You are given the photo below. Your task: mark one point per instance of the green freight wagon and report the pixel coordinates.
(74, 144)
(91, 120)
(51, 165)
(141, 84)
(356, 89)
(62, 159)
+++
## Stated task
Copy out every line of the material above word for word, keeping the original order.

## Written reply
You are given the photo below. Your task: mark one point per instance of the green freight wagon and report the pixel coordinates.
(74, 144)
(91, 120)
(51, 165)
(141, 84)
(356, 89)
(62, 159)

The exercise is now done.